─── Document passage ───

This Chiltrix heat pump has most of its equipment in a compartment on the right. The left side consists of a fan and a large coil heat exchanger. Both are described below.
If you open the side of the box that faces to the right, you see this. The important components in the photo above are the large heat exchanger (HX), the compressor (Comp), and the water pump (WP). The plate heat exchanger takes as input (at the top) cold water (CW) and warm gas refrigerant (WR), and outputs at the bottom warm water (WW) and cold liquid refrigerant (CR). A water pump (WP) moves the warm water back to the house, while also pulling cold water from the house. A compressor (Comp) powers the refrigerant cycle. The cold refrigerant leaving the plate heat exchanger travels to a large thin coil heat exchanger wrapping the inside of the box (see photo below), where a fan pulls air over the exchanger to warm the refrigerant. The refrigerant then goes back through the compressor and into the heat exchanger as a warm gas. The compressor uses most of the power in this box, though the water pump also uses some. The power to each is automatically adjusted as needed, saving energy. The photo above also shows a flow meter (FM) on the water circuit. In the middle of the photo, unlabeled, is the reversing valve that can switch this appliance between heating and cooling.

─── Extracted material ───

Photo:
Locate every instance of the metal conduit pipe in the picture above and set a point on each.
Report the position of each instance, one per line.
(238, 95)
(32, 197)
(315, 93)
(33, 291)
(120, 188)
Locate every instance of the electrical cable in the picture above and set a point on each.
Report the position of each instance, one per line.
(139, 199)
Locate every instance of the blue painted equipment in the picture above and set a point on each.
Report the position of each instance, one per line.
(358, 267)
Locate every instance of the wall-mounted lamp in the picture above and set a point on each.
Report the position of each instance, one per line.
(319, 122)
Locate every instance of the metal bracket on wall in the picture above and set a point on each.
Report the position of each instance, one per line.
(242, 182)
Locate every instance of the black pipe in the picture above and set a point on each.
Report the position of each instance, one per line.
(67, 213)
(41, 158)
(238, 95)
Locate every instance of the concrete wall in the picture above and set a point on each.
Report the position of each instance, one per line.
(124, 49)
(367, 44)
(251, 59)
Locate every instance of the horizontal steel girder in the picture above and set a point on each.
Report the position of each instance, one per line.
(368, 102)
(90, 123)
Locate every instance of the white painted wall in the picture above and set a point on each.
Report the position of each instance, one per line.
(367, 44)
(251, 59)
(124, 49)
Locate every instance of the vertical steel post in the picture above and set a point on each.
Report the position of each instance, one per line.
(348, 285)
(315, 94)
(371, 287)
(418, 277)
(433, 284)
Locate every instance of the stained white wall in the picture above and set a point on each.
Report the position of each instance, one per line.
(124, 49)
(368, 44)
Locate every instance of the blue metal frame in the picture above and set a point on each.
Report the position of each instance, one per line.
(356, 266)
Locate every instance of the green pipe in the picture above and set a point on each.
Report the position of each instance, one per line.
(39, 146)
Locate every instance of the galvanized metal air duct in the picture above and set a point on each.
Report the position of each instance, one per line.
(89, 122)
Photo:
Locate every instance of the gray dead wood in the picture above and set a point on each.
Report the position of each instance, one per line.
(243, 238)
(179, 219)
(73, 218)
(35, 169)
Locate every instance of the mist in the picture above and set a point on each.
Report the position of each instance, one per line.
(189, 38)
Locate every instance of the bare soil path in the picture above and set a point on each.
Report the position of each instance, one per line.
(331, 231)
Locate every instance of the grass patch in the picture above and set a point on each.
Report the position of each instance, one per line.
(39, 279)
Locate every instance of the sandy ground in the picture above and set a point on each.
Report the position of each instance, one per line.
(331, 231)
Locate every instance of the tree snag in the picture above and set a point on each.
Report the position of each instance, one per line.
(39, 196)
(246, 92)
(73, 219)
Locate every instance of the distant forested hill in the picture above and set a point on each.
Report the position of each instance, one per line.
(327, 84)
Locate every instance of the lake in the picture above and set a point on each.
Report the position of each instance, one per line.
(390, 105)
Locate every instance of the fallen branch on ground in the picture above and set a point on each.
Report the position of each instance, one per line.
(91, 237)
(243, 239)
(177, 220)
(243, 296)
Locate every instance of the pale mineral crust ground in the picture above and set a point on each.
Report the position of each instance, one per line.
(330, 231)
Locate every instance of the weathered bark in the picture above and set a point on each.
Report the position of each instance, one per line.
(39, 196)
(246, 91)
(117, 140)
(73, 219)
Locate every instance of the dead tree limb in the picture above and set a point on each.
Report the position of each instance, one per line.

───

Please repeat the part of the heat pump description that starts at the words "This Chiltrix heat" and stops after "are described below.", copying it precisely. These records stand apart from the heat pump description.

• Full output
This Chiltrix heat pump has most of its equipment in a compartment on the right. The left side consists of a fan and a large coil heat exchanger. Both are described below.